- _Çalışmanın amacı_:
Aşağıdaki materyalde "Question. Locate the nose" ifadesini içeren satırdan "x=638 y=144" ifadesini içeren satıra kadar her şeyi, iki uç satır da dahil olmak üzere numaralı bir listeye dönüştürün ve boş satırları atlayın. Lütfen resimleri yanıta almayın.

--- Sağlanan veriler ---

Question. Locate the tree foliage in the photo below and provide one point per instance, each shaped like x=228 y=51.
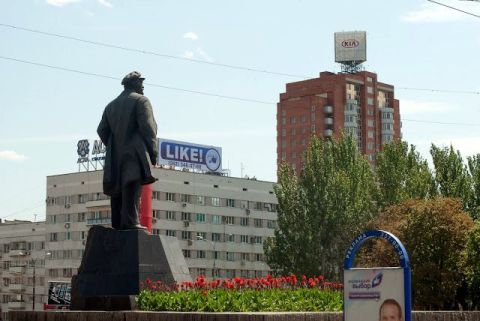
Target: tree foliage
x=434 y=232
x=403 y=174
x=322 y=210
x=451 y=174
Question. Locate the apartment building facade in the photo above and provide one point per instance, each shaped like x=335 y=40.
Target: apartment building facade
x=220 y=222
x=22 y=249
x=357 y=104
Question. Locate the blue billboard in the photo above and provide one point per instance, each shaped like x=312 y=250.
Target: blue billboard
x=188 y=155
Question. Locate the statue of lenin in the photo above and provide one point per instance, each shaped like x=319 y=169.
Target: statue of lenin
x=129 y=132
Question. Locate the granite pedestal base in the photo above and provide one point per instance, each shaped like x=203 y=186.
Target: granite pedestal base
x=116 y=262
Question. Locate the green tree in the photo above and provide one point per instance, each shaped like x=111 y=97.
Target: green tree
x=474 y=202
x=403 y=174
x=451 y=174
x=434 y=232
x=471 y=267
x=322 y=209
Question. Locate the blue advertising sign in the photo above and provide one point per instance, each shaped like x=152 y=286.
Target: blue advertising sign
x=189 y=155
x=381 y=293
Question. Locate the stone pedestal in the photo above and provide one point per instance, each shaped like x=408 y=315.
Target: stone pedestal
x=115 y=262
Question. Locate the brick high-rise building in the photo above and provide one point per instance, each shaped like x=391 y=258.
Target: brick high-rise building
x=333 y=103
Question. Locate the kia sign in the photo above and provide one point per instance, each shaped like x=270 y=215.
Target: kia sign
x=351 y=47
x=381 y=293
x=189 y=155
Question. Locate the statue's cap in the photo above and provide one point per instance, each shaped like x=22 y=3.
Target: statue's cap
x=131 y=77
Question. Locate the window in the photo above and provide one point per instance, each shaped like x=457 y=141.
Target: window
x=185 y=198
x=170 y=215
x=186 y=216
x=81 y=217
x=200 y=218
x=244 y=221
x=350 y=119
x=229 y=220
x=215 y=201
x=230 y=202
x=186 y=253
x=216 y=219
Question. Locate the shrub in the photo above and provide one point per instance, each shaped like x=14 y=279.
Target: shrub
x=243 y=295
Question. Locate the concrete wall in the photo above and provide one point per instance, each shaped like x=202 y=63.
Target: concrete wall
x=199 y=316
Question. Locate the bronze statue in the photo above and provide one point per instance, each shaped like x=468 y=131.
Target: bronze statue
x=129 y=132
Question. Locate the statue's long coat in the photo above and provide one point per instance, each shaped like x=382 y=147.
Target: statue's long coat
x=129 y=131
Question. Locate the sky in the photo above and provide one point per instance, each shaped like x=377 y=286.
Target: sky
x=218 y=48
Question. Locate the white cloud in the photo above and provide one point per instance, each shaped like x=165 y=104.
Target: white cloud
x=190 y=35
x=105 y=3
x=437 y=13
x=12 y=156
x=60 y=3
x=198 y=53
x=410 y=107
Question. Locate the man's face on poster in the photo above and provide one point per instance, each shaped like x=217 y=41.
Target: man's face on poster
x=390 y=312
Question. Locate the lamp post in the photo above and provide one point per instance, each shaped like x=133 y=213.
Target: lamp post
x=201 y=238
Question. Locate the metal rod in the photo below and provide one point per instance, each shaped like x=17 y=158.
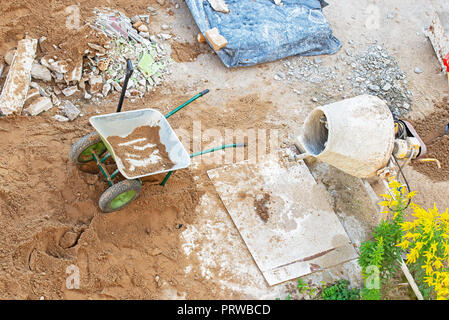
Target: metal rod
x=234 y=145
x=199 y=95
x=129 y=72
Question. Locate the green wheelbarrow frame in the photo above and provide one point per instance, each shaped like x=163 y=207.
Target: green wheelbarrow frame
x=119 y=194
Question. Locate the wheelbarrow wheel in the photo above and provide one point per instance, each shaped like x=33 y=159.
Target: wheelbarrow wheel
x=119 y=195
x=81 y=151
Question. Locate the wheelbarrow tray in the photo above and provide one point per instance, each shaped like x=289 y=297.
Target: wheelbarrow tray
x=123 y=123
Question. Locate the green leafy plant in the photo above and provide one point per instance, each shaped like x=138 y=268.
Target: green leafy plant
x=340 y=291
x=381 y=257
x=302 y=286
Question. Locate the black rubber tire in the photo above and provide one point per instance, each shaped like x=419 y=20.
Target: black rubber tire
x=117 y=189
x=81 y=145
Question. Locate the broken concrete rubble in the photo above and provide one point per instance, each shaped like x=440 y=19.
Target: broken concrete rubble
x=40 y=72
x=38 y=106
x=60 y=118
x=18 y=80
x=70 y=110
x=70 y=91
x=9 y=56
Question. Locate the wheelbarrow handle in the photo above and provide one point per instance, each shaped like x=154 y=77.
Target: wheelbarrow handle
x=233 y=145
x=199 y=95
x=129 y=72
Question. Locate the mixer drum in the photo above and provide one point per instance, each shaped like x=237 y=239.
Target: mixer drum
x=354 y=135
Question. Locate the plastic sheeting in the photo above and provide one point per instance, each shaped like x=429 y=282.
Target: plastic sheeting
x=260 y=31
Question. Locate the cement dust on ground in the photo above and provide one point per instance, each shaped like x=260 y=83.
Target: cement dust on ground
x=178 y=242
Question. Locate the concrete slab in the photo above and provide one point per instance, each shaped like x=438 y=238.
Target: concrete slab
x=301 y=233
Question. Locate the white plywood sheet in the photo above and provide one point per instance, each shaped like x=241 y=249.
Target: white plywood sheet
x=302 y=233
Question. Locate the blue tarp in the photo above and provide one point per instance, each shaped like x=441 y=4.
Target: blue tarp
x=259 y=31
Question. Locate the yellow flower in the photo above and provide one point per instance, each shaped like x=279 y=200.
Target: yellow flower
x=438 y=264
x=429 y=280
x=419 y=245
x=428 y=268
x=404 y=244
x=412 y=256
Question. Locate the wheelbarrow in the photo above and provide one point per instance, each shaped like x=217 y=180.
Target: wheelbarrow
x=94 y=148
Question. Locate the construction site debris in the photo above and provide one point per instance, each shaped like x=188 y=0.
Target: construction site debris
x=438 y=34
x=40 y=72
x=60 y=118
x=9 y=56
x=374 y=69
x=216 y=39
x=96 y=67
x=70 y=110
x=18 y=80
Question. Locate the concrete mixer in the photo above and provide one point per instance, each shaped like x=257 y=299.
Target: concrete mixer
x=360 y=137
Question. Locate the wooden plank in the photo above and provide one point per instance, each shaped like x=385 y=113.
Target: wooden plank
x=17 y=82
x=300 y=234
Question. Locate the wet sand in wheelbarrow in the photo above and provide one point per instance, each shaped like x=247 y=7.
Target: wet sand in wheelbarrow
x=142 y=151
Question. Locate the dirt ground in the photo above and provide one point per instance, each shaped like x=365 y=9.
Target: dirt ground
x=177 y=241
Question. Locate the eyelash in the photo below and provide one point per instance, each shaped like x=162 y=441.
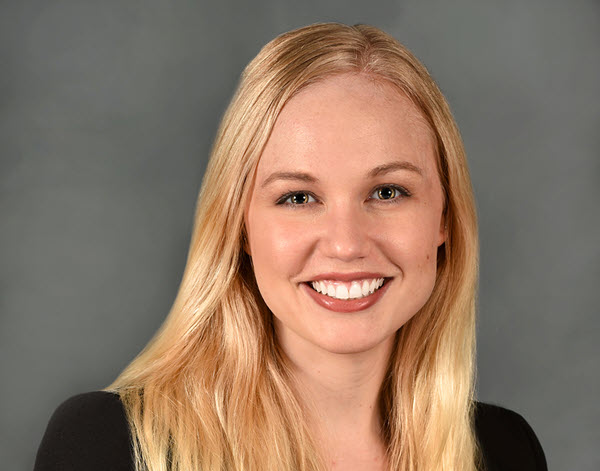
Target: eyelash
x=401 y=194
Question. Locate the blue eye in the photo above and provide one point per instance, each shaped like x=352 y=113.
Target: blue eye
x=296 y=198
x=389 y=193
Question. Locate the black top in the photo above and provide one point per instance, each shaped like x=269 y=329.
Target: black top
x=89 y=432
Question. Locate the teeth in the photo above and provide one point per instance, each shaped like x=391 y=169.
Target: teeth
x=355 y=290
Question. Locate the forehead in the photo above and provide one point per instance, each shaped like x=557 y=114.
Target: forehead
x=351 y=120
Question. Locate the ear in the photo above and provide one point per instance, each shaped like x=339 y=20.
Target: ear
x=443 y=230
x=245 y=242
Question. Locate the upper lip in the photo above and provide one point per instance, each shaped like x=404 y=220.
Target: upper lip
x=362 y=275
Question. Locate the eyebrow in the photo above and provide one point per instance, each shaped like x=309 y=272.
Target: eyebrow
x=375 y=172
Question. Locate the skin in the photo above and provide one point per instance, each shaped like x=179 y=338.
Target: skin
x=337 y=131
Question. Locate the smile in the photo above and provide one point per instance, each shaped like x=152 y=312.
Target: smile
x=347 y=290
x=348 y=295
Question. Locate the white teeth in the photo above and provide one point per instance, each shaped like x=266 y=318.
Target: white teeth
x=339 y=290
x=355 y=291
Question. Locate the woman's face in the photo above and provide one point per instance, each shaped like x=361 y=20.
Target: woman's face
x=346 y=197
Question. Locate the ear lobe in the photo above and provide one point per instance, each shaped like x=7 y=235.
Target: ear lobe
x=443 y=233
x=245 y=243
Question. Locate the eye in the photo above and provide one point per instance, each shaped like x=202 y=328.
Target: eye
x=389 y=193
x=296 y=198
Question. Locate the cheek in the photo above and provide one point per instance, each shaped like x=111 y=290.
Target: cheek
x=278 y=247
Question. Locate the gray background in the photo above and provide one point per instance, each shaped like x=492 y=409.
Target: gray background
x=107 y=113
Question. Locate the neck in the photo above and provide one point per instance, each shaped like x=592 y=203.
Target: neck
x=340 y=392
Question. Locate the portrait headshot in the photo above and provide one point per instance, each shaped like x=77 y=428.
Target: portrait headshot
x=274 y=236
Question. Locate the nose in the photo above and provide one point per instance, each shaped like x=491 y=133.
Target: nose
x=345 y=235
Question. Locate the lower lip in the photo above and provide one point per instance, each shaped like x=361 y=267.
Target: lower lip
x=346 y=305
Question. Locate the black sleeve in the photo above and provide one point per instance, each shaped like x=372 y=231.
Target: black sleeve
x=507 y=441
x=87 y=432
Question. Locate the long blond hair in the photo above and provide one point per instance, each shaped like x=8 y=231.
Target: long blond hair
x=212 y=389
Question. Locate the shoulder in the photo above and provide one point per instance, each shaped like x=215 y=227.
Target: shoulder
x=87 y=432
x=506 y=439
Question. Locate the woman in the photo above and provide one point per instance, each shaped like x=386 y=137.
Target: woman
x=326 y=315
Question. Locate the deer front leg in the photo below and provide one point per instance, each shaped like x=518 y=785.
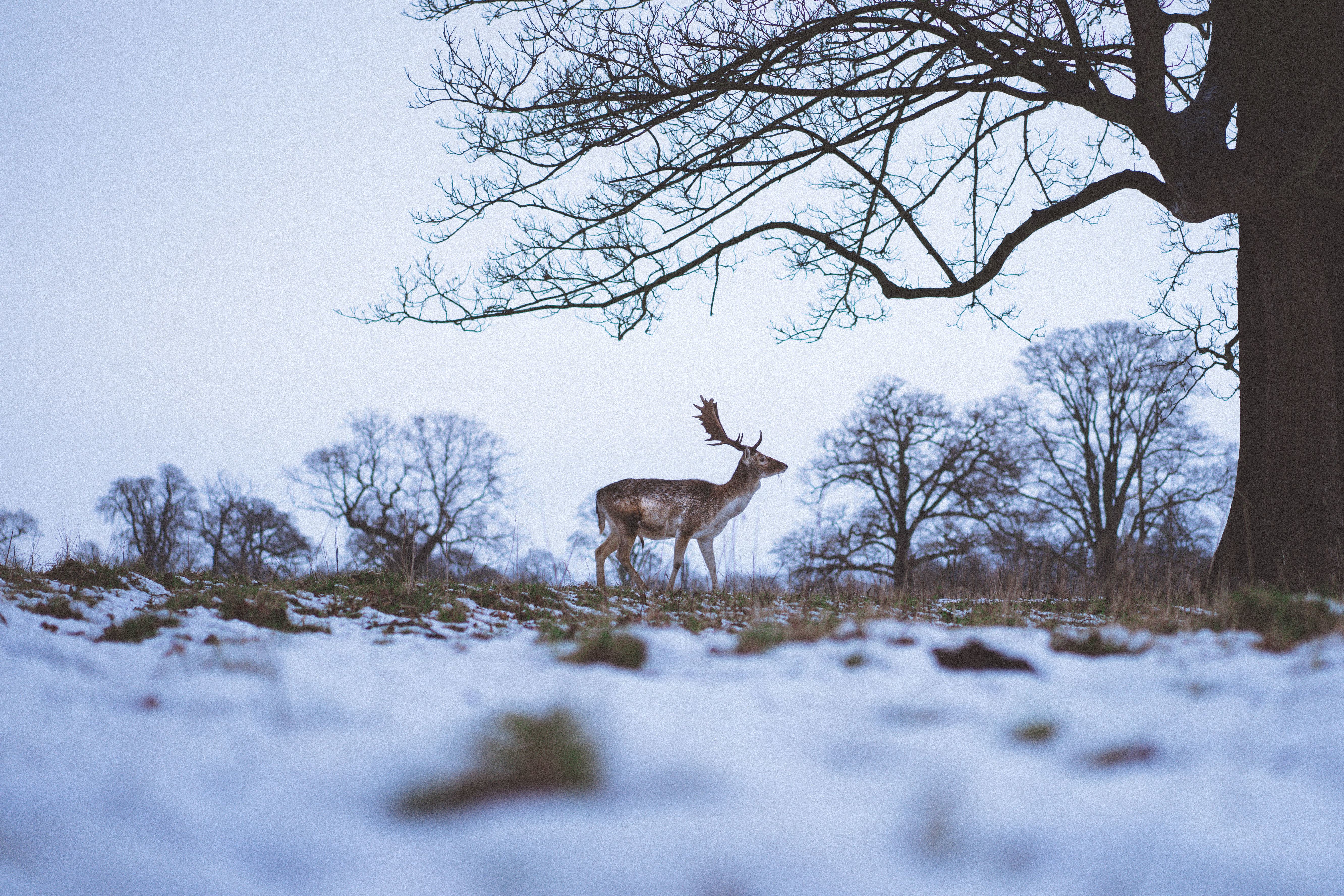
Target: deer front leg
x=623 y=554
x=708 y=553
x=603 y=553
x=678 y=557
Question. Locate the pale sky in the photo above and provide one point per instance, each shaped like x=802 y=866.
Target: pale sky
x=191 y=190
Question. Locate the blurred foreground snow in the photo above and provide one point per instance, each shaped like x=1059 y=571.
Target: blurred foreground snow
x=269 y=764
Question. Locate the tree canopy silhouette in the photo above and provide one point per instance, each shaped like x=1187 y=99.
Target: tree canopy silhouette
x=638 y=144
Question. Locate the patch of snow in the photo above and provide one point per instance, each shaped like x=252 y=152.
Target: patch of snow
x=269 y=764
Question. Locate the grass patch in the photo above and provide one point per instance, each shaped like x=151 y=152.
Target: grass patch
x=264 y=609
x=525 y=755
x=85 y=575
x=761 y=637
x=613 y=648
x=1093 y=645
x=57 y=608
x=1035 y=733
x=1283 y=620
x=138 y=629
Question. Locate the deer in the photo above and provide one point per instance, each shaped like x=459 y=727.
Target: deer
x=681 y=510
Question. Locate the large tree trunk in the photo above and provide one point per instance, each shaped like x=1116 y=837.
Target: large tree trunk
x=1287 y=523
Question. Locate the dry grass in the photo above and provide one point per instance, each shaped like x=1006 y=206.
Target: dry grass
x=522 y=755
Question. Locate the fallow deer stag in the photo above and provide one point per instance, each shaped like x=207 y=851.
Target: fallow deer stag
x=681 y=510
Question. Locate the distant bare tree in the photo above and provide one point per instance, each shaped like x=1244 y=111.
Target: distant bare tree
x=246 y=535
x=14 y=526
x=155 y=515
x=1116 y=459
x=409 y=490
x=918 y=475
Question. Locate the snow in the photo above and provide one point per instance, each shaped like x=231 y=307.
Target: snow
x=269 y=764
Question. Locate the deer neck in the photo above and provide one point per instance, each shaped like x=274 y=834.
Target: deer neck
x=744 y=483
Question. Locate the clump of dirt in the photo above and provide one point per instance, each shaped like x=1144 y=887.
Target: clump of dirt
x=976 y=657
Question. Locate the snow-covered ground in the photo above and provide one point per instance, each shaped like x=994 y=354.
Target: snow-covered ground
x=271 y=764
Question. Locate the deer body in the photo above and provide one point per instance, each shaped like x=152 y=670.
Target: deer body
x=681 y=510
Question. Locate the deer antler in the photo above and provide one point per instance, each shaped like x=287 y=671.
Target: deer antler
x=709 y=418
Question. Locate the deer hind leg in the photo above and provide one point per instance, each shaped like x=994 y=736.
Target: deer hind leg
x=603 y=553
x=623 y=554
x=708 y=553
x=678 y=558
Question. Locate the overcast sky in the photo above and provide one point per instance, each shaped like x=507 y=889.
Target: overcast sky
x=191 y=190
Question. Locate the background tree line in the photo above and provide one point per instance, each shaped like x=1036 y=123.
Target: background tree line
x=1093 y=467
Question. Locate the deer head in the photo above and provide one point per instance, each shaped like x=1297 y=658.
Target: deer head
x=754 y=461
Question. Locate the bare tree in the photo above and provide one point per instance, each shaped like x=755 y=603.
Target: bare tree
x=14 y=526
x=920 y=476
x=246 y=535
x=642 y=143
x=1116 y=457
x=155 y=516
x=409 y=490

---

- _Yanıt_:
1. Question. Locate the nose in the photo above and provide one point per instance, each shaped like x=491 y=133.
2. Target: nose
3. x=345 y=235
4. Question. Locate the lower lip in the photo above and provide one point per instance, each shaped like x=361 y=267.
5. Target: lower lip
6. x=346 y=305
7. Question. Locate the black sleeve in the photo above and provide one point per instance, each shaped like x=372 y=231.
8. Target: black sleeve
9. x=507 y=441
10. x=87 y=432
11. Question. Locate the long blond hair in the photo above and provide one point per instance, each shaped like x=8 y=231.
12. Target: long blond hair
13. x=212 y=389
14. Question. Locate the shoulder in the photo above and provide one point per instance, each shaped like x=215 y=227.
15. Target: shoulder
16. x=87 y=432
17. x=506 y=439
18. Question. Locate the woman in the photo above and provide one point per instance, each shaped like x=386 y=137.
19. Target: woman
20. x=326 y=315
21. Question. Locate the deer front leg in the photo below and provide one point per instance, each shaped like x=518 y=785.
22. Target: deer front leg
23. x=623 y=554
24. x=708 y=553
25. x=603 y=553
26. x=678 y=557
27. Question. Locate the pale sky in the photo above and provide one point per instance, each shaped like x=802 y=866.
28. Target: pale sky
29. x=191 y=190
30. Question. Locate the blurred foreground snow in the photo above and provide one point per instance, each shaped like x=1059 y=571.
31. Target: blurred foreground snow
32. x=269 y=764
33. Question. Locate the tree canopy silhouette in the photo above and provide one point per instance, each shaped like x=1187 y=99.
34. Target: tree canopy silhouette
35. x=638 y=144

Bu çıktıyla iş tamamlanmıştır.